Every entry, start to finish, should be printed verbatim without pictures.

Dataset entries:
"""
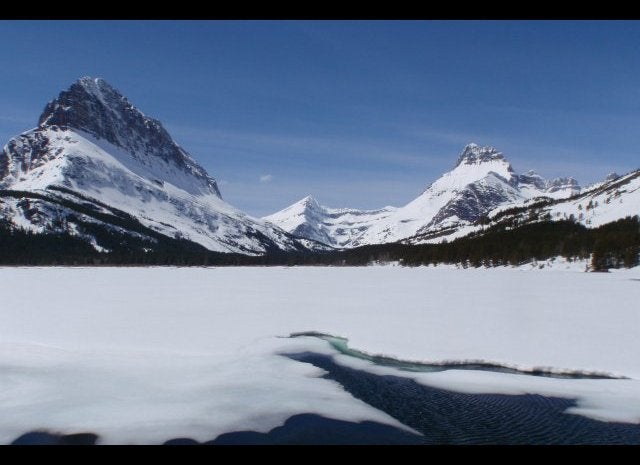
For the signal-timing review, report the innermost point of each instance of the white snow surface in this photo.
(141, 355)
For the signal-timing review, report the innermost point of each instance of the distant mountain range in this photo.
(95, 151)
(98, 170)
(481, 181)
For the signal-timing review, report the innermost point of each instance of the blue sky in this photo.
(360, 114)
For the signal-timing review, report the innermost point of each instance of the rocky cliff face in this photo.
(481, 180)
(93, 146)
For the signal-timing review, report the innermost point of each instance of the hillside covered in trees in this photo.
(613, 245)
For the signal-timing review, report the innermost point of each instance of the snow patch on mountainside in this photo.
(94, 143)
(481, 181)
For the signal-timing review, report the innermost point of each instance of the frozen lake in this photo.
(142, 355)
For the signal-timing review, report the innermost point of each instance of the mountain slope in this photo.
(91, 143)
(333, 226)
(481, 181)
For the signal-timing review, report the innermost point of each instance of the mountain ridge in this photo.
(481, 180)
(92, 141)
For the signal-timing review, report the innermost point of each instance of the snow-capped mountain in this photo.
(615, 198)
(94, 153)
(337, 227)
(481, 181)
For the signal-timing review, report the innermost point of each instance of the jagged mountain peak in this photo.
(98, 166)
(474, 154)
(93, 106)
(309, 202)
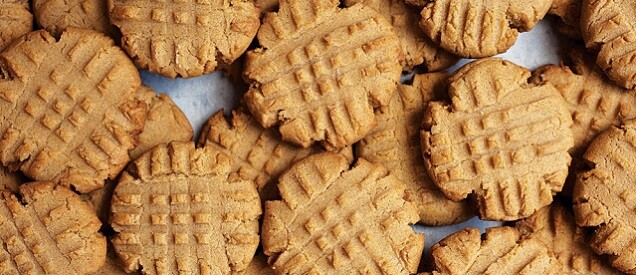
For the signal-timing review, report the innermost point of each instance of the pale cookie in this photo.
(258, 155)
(395, 144)
(68, 107)
(595, 103)
(16, 21)
(554, 226)
(48, 229)
(56, 16)
(477, 29)
(502, 140)
(184, 38)
(569, 17)
(416, 46)
(334, 219)
(604, 197)
(165, 123)
(179, 211)
(10, 180)
(501, 250)
(322, 70)
(608, 27)
(259, 266)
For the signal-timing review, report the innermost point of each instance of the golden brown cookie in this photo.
(184, 38)
(501, 250)
(48, 229)
(502, 140)
(322, 70)
(604, 197)
(179, 210)
(16, 20)
(395, 144)
(56, 16)
(334, 219)
(608, 27)
(416, 46)
(595, 103)
(477, 29)
(554, 226)
(569, 17)
(259, 266)
(165, 123)
(258, 155)
(70, 114)
(10, 180)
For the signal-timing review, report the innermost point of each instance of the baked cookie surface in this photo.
(395, 144)
(184, 38)
(336, 219)
(179, 210)
(503, 140)
(69, 109)
(48, 229)
(321, 71)
(604, 196)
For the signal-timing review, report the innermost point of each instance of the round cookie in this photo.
(334, 219)
(608, 28)
(258, 155)
(56, 16)
(165, 122)
(16, 20)
(554, 226)
(604, 196)
(595, 103)
(184, 38)
(477, 29)
(395, 144)
(69, 107)
(322, 70)
(48, 229)
(503, 140)
(501, 250)
(179, 210)
(416, 46)
(569, 17)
"""
▶ [ANSWER TO THIS EXERCISE]
For the signal-timing review, report the innermost point of each instance of the white snow surface in this photo.
(141, 355)
For the signal-timing review, report the innermost point of each instance of the distant mountain range in this photo.
(95, 151)
(98, 170)
(481, 181)
For the signal-timing review, report the innermost point of each instance of the blue sky in this photo.
(360, 114)
For the signal-timing review, report the innermost point of each instance of the rocky cliff face in this photo.
(481, 180)
(93, 146)
For the signal-timing review, report the innermost point of each instance of the hillside covered in trees in this photo.
(613, 245)
For the signal-timing review, report the innermost point of each instance of the snow patch on mountainside in this photo.
(94, 143)
(481, 181)
For the signal-timing review, report the innermost point of each instance of the frozen lake in this photo.
(142, 355)
For the signal-timing review, report the innermost point of each instance of the mountain slope in this photo.
(91, 143)
(333, 226)
(481, 181)
For the signal-timing review, report the innermost point of each instance of the mountain ridge in this photo.
(481, 180)
(92, 141)
For the signal-timing review, report the innermost point of each instance of the snow-capped mountain in this photo.
(615, 198)
(94, 153)
(337, 227)
(481, 181)
For the signal-timing review, report the innermost point of each instance of the jagged mountain peak in this photo.
(98, 166)
(474, 154)
(93, 106)
(309, 202)
For the signal-timing review, report the innermost point of each instance of the pale cookie in this photo.
(258, 155)
(395, 144)
(68, 107)
(595, 103)
(16, 21)
(554, 226)
(48, 229)
(56, 16)
(477, 29)
(502, 140)
(184, 38)
(569, 17)
(416, 46)
(334, 219)
(604, 197)
(165, 123)
(179, 211)
(10, 180)
(501, 250)
(322, 70)
(608, 27)
(259, 266)
For the signal-timing review, report the innermost point of each instance of the golden brown cookie in this photo.
(184, 38)
(501, 250)
(48, 229)
(502, 140)
(322, 70)
(604, 197)
(179, 210)
(16, 20)
(395, 144)
(56, 16)
(334, 219)
(608, 27)
(416, 46)
(595, 103)
(477, 29)
(554, 226)
(569, 17)
(259, 266)
(165, 123)
(258, 155)
(70, 114)
(10, 180)
For the signal-timing review, report the innermost point of each instance of the baked cookie surface in this photo.
(395, 144)
(184, 38)
(336, 219)
(179, 210)
(503, 140)
(69, 109)
(48, 229)
(321, 71)
(604, 196)
For the signal-timing review, report the innermost point of each instance of the round cookie in this photo.
(334, 219)
(608, 28)
(258, 155)
(56, 16)
(165, 122)
(16, 20)
(554, 226)
(604, 196)
(595, 103)
(184, 38)
(477, 29)
(395, 144)
(69, 107)
(322, 70)
(48, 229)
(503, 140)
(501, 250)
(179, 210)
(416, 46)
(569, 17)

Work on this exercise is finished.